EXERCISE = Retype every entry exactly, character for character.

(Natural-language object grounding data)

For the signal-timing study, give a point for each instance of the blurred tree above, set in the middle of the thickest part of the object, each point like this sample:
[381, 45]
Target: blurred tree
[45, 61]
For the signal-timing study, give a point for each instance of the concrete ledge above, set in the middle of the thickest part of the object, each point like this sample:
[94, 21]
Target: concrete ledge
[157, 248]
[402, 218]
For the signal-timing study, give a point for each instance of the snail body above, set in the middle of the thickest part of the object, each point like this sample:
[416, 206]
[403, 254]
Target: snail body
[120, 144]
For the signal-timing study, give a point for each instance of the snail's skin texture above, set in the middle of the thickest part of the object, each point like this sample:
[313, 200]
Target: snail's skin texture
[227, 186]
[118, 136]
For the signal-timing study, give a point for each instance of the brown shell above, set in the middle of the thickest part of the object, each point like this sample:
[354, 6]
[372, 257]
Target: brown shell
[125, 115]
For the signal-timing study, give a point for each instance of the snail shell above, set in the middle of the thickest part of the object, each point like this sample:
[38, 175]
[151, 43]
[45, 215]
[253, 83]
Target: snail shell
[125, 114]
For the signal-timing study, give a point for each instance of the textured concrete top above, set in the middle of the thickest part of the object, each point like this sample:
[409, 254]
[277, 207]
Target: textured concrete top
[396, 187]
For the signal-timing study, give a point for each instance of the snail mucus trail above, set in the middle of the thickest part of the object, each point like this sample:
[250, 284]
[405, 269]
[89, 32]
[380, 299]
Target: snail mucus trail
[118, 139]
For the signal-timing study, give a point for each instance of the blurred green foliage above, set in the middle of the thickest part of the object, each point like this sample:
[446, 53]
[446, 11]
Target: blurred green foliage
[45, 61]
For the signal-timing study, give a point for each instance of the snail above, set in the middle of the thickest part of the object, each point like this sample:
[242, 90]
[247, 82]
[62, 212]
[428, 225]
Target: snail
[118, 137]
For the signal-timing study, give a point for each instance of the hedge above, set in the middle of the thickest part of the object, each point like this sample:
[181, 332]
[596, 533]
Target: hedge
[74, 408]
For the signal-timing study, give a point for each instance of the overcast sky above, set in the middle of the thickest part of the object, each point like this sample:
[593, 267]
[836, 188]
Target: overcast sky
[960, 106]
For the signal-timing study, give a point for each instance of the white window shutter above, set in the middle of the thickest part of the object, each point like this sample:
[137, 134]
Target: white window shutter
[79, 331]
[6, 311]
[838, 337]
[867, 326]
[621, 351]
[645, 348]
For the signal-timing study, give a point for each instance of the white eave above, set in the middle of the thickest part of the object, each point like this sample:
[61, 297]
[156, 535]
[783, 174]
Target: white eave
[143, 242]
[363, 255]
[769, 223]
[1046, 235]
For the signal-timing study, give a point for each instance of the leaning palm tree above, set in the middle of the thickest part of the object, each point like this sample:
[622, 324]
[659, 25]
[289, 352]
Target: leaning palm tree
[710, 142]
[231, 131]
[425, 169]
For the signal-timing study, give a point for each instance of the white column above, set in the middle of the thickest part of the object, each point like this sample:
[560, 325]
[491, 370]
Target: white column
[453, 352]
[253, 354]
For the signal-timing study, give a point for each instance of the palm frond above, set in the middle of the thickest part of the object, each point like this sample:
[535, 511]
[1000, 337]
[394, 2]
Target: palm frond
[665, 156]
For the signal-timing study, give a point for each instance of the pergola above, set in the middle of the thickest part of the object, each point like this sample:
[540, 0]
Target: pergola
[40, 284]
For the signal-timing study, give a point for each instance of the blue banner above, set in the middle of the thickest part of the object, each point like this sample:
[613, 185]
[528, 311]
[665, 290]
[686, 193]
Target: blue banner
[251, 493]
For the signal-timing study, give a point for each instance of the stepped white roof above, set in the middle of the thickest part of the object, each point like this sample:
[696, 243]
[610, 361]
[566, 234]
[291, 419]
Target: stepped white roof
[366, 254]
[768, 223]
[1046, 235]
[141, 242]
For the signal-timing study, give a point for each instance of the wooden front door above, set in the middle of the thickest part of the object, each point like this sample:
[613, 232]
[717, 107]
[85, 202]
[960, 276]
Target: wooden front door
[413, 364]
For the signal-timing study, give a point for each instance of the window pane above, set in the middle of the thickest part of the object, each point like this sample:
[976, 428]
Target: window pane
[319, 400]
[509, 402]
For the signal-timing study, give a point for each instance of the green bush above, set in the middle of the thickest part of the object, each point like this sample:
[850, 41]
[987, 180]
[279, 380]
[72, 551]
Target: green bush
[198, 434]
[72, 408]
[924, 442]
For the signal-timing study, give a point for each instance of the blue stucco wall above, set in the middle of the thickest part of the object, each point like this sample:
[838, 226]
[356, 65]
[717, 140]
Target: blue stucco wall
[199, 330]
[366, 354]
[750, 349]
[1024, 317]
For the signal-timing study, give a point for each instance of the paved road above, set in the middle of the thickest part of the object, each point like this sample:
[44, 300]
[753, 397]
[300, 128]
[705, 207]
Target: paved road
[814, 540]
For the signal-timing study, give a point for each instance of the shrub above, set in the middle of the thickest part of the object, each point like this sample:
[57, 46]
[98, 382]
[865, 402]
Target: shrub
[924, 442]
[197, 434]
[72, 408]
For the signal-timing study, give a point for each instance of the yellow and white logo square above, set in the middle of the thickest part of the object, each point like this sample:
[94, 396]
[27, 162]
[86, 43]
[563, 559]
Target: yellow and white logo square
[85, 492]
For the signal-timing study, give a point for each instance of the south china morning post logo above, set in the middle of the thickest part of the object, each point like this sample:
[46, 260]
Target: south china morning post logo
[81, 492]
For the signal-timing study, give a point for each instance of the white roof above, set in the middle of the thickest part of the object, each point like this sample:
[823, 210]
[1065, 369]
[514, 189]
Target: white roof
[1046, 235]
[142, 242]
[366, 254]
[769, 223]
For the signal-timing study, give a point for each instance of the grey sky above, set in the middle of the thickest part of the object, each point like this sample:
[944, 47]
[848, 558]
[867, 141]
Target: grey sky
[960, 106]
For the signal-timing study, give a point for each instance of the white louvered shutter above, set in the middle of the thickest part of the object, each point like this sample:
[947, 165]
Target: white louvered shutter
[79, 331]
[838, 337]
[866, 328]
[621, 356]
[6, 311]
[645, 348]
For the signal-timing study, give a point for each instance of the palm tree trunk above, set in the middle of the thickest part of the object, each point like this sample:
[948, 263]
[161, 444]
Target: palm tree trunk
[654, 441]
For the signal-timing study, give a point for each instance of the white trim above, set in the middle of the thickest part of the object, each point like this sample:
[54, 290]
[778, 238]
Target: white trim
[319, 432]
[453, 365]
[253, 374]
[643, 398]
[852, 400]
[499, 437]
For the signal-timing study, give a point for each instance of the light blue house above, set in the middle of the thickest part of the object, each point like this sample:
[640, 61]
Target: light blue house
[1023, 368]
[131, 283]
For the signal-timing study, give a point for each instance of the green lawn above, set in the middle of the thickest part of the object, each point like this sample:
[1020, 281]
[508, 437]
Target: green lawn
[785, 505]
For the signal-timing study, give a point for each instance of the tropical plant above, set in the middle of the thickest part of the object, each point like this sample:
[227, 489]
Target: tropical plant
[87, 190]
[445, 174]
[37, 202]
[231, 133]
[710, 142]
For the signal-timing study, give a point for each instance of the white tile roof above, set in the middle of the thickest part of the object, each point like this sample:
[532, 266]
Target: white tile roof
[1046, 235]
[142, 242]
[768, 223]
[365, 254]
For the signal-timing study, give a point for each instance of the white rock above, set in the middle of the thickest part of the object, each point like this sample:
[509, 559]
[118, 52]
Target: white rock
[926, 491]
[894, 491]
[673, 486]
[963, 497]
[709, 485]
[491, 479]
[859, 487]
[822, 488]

FINISHED EXERCISE =
For the signal-timing study, give a point for each instance of the blurred tree above, set in the middle of the thickest part of the object, each point like this sample:
[381, 45]
Target: blurred tree
[45, 61]
For the signal-timing study, give a point for each instance of the concrete ledge above, set in the middle of the thickest part of the object, each point like this sample:
[94, 21]
Target: concrete ledge
[157, 248]
[402, 218]
For the signal-timing study, give a point for each instance of the snail body above, set in the middle of the thickest part of the object, each point like this sample:
[416, 206]
[403, 254]
Target: snail body
[120, 144]
For the signal-timing study, give a point for each instance of the snail's skin texture above, set in the middle of the thickest part of the object, each point like this sample:
[313, 200]
Target: snail's skin texture
[227, 186]
[118, 136]
For the signal-timing study, give a point for each instance of the brown shell above, set in the middle of the thickest part of the object, each point like this sample:
[354, 6]
[372, 257]
Target: brown shell
[125, 115]
For the signal-timing study, give a point for each instance of the snail shell above, set in the middle of the thickest part of the object, each point like this sample:
[38, 175]
[151, 43]
[45, 215]
[253, 83]
Target: snail shell
[125, 114]
For the signal-timing study, give a point for each instance of the textured concrete top above, set in the middle of the thickest part of the object, each point like this sample:
[409, 254]
[277, 207]
Target: textured concrete top
[396, 187]
For the signal-timing study, give a point for each instance of the snail mucus trail above, set in the middle of the thickest part of the object, each point like this sample:
[250, 284]
[405, 269]
[89, 32]
[380, 299]
Target: snail mucus trail
[118, 139]
For the signal-timing study, give a point for each instance of the blurred green foliage above, set in the middle of the thickest part of the object, each point like this sample:
[446, 53]
[446, 11]
Target: blurred green foliage
[45, 61]
For the signal-timing study, give a point for each instance of the snail above, set in the middle of the thickest part of the object, each point like this sample:
[242, 90]
[247, 82]
[62, 212]
[428, 225]
Target: snail
[118, 137]
For the signal-timing study, give a point for each instance of the hedge above, set in the middle of the thickest part of the object, each point like this sample:
[181, 332]
[596, 533]
Target: hedge
[74, 408]
For the signal-timing study, give a point for each instance of the overcast sky above, set in the middle of the thickest part of the object, each point like this sample:
[593, 267]
[836, 188]
Target: overcast sky
[960, 106]
For the signal-timing study, give a point for each instance of the white window shutter above, set in the middle of the thickest part of the object, each point like this sample:
[137, 134]
Target: white window shutter
[79, 331]
[6, 311]
[838, 337]
[867, 326]
[621, 351]
[645, 348]
For the signal-timing study, give a point for each instance of the white eave above, set in the middle of the thickest part of the object, each point like this sample:
[61, 297]
[156, 535]
[783, 174]
Target: white eave
[143, 242]
[363, 255]
[769, 223]
[1046, 235]
For the signal-timing study, give a point for each instance of the leaning palm tree above, set in the middle of the thickest part of the object, each point like this sample:
[622, 324]
[659, 25]
[289, 352]
Target: leaning palm tree
[710, 142]
[231, 131]
[425, 169]
For the signal-timing study, give a point for each instance of the white column above, set in the middle of the thickest part of the object, each point like this sample:
[560, 325]
[491, 370]
Target: white column
[453, 352]
[253, 354]
For the signal-timing study, give a point for each instance of the palm frond above, set in the middle of the thickest part of the object, each point like this sample:
[535, 511]
[1000, 337]
[394, 2]
Target: palm frond
[665, 156]
For the signal-timing study, give a point for each instance of the pergola above, set in the middle of the thickest part of the object, each point like this sample:
[540, 0]
Target: pergola
[40, 284]
For the signal-timing study, give a point for each instance of the blue banner above, set in the middle of the thickest part of the object, each point like this sample:
[613, 185]
[528, 311]
[665, 290]
[686, 193]
Target: blue banner
[251, 493]
For the signal-timing study, give a point for each instance of the stepped white roof above, set in the middle of the thickest part of the object, each point like this sample:
[696, 243]
[610, 361]
[566, 234]
[291, 419]
Target: stepped white roof
[366, 254]
[768, 223]
[1046, 235]
[141, 242]
For the signal-timing study, give a point for each instance of the wooden front door above, set in the middle of the thickest part of the object, each point like this sample:
[613, 232]
[717, 107]
[85, 202]
[960, 276]
Target: wooden front door
[413, 364]
For the signal-timing study, give a point for each instance of the window pane above, set in the middle of the thickest part of the object, each point like this sample:
[976, 428]
Target: window pane
[319, 400]
[509, 402]
For the signal-timing study, give a point for each instance of the green bush above, set in the middle of the thickest part of the object, each point like this sample:
[850, 41]
[987, 180]
[279, 380]
[72, 551]
Target: green bush
[198, 434]
[72, 408]
[924, 442]
For the signal-timing study, give a point for each instance of the blue stucco wall above, set in the middle of the thickest part of the object, each point like this sample:
[838, 226]
[356, 65]
[717, 140]
Target: blue stucco wall
[199, 330]
[366, 354]
[750, 349]
[1024, 317]
For the signal-timing study, give a point for each instance of the paved road above, set in the middle of the thickest part of the object, each point like this sample:
[44, 300]
[753, 397]
[300, 128]
[705, 207]
Target: paved road
[814, 540]
For the signal-timing study, give a point for each instance of the shrub above, set in the middle of the thickest part of the object, each point like this sample:
[57, 46]
[98, 382]
[865, 402]
Target: shrub
[924, 442]
[197, 434]
[72, 408]
For the signal-timing study, give a point for each instance of the yellow and white logo square above, set in the middle of the thickest part of the object, each point like this sample:
[94, 396]
[27, 162]
[86, 43]
[563, 559]
Target: yellow and white logo square
[85, 492]
For the signal-timing study, give a point for each instance of the south china morning post logo above, set in the middle of the thickest part of the object, each point like this sample:
[46, 260]
Target: south china morning post logo
[81, 492]
For the signal-timing study, give a point for each instance of the white roof above, set in the middle of the thickest part of the object, each point like this sample:
[823, 210]
[1065, 369]
[514, 189]
Target: white roof
[1046, 235]
[142, 242]
[366, 254]
[769, 223]
For the signal-timing study, give a point for each instance of the grey sky above, set in the middle of the thickest part of the object, each point like this sample:
[944, 47]
[848, 558]
[867, 141]
Target: grey sky
[960, 106]
For the signal-timing study, give a point for each instance of the white louvered shutter above, set in the middle of the thickest part of the object, each point like this sample:
[947, 165]
Target: white louvered shutter
[79, 331]
[838, 337]
[866, 328]
[621, 356]
[6, 311]
[645, 348]
For the signal-timing study, give a point for each instance of the palm tree trunk above, set in the middle of the thickest part of the object, each point like this sample:
[948, 263]
[161, 444]
Target: palm tree trunk
[654, 441]
For the signal-timing study, give a point for each instance of the white trim above, set in the middle of the thickest part of the object, each point like this sample:
[54, 290]
[778, 238]
Target: white trim
[319, 432]
[453, 365]
[253, 374]
[643, 398]
[852, 400]
[499, 437]
For the signal-timing study, give a point for each instance of the light blue house above, set in the middle of the thickest part of the object, each point like this sample:
[640, 61]
Target: light blue house
[1023, 368]
[131, 283]
For the signal-timing study, give a point for each instance of the green lawn above, set in the middle of the thickest part of the object, each point like this sample:
[1020, 281]
[508, 437]
Target: green lawn
[785, 505]
For the signal-timing study, give a point for each instance of the tropical plant above, set in the middle of the thickest part of the object, each point like this sample:
[227, 489]
Target: tropical plant
[87, 190]
[445, 174]
[37, 202]
[231, 133]
[710, 142]
For the signal-timing study, give a point for each instance of the white tile roof above, set in the middle of the thickest part of the object, each point like this sample:
[532, 266]
Target: white tile roof
[1046, 235]
[142, 242]
[768, 223]
[365, 254]
For the signal-timing study, give a point for each instance of the white rock above, set in the middle of the thickest part of the object, each point like this sample:
[509, 559]
[118, 52]
Target: white rock
[926, 491]
[894, 491]
[673, 486]
[963, 497]
[709, 485]
[491, 479]
[859, 487]
[822, 488]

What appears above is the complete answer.